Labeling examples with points

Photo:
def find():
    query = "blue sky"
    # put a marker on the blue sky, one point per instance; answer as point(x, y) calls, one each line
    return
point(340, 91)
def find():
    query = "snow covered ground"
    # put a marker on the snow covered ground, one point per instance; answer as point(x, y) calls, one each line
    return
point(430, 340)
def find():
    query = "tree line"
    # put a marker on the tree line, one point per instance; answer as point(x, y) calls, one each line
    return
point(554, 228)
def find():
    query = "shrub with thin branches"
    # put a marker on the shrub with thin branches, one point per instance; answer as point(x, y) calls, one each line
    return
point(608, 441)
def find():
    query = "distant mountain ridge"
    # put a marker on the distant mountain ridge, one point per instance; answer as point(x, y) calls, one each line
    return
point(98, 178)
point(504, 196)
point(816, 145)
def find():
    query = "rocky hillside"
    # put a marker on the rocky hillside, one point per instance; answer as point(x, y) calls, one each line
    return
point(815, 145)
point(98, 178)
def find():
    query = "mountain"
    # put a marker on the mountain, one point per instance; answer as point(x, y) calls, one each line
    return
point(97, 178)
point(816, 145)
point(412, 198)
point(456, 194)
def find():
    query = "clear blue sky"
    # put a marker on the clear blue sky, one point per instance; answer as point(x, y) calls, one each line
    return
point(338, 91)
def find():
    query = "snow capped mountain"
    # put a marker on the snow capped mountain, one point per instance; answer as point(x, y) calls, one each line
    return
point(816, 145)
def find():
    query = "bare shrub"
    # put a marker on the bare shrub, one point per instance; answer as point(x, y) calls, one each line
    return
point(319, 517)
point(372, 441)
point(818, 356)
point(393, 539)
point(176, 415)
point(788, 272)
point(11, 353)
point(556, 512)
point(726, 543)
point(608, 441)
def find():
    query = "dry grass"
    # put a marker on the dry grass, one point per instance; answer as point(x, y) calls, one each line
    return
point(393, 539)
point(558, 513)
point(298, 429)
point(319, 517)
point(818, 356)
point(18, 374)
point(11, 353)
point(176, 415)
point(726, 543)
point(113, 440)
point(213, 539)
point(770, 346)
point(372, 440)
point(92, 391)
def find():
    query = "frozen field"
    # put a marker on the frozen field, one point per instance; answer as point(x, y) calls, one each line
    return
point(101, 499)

--- DIRECTIVE ---
Convert the records above into a JSON list of strings, one string per line, leaving out any blank lines.

--- ANSWER TO THIS PROBLEM ---
[
  "Photo:",
  "def find():",
  "    query = \"blue sky\"",
  "    # put a marker on the blue sky, one point per instance; answer as point(x, y) calls, one each line",
  "    return",
  "point(340, 91)",
  "def find():",
  "    query = \"snow covered ground\"",
  "    # put a marker on the snow covered ground, one point per instance; answer as point(x, y) calls, one each line",
  "    return",
  "point(430, 340)",
  "def find():",
  "    query = \"tree line\"",
  "    # put a marker on the tree line, one point per instance; answer as point(x, y) calls, one each line",
  "    return",
  "point(554, 228)",
  "def find():",
  "    query = \"shrub with thin branches\"",
  "    # put a marker on the shrub with thin branches, one point per instance; answer as point(x, y) calls, one each line",
  "    return",
  "point(608, 441)",
  "def find():",
  "    query = \"distant mountain ridge\"",
  "    # put a marker on the distant mountain ridge, one point per instance; answer as point(x, y) calls, one each line",
  "    return",
  "point(98, 178)",
  "point(504, 196)",
  "point(816, 145)",
  "def find():",
  "    query = \"rocky hillside\"",
  "    # put a marker on the rocky hillside, one point per instance; answer as point(x, y) calls, one each line",
  "    return",
  "point(815, 145)",
  "point(98, 178)",
  "def find():",
  "    query = \"mountain\"",
  "    # put a marker on the mountain, one point per instance; answer as point(x, y) calls, one each line",
  "    return",
  "point(97, 178)",
  "point(816, 145)",
  "point(412, 198)",
  "point(456, 194)",
  "def find():",
  "    query = \"clear blue sky\"",
  "    # put a marker on the clear blue sky, one point per instance; answer as point(x, y) calls, one each line",
  "    return",
  "point(338, 91)",
  "def find():",
  "    query = \"snow capped mountain\"",
  "    # put a marker on the snow capped mountain, one point per instance; answer as point(x, y) calls, one each line",
  "    return",
  "point(816, 145)",
  "def find():",
  "    query = \"bare shrub\"",
  "    # put a marker on the bare shrub, one point per instance; answer as point(x, y) calls, one each line",
  "    return",
  "point(319, 517)",
  "point(372, 441)",
  "point(818, 356)",
  "point(393, 539)",
  "point(176, 415)",
  "point(788, 272)",
  "point(11, 353)",
  "point(556, 512)",
  "point(726, 543)",
  "point(608, 441)",
  "def find():",
  "    query = \"dry grass\"",
  "    # put a marker on the dry grass, one point per instance; answer as point(x, y) calls, one each line",
  "    return",
  "point(393, 539)",
  "point(558, 513)",
  "point(298, 429)",
  "point(319, 517)",
  "point(818, 356)",
  "point(18, 374)",
  "point(11, 353)",
  "point(176, 415)",
  "point(726, 543)",
  "point(113, 440)",
  "point(213, 539)",
  "point(770, 346)",
  "point(372, 440)",
  "point(92, 391)",
  "def find():",
  "    query = \"frozen field\"",
  "    # put a marker on the frozen field, one point per instance; answer as point(x, y) calls, one each line",
  "    return",
  "point(101, 499)"
]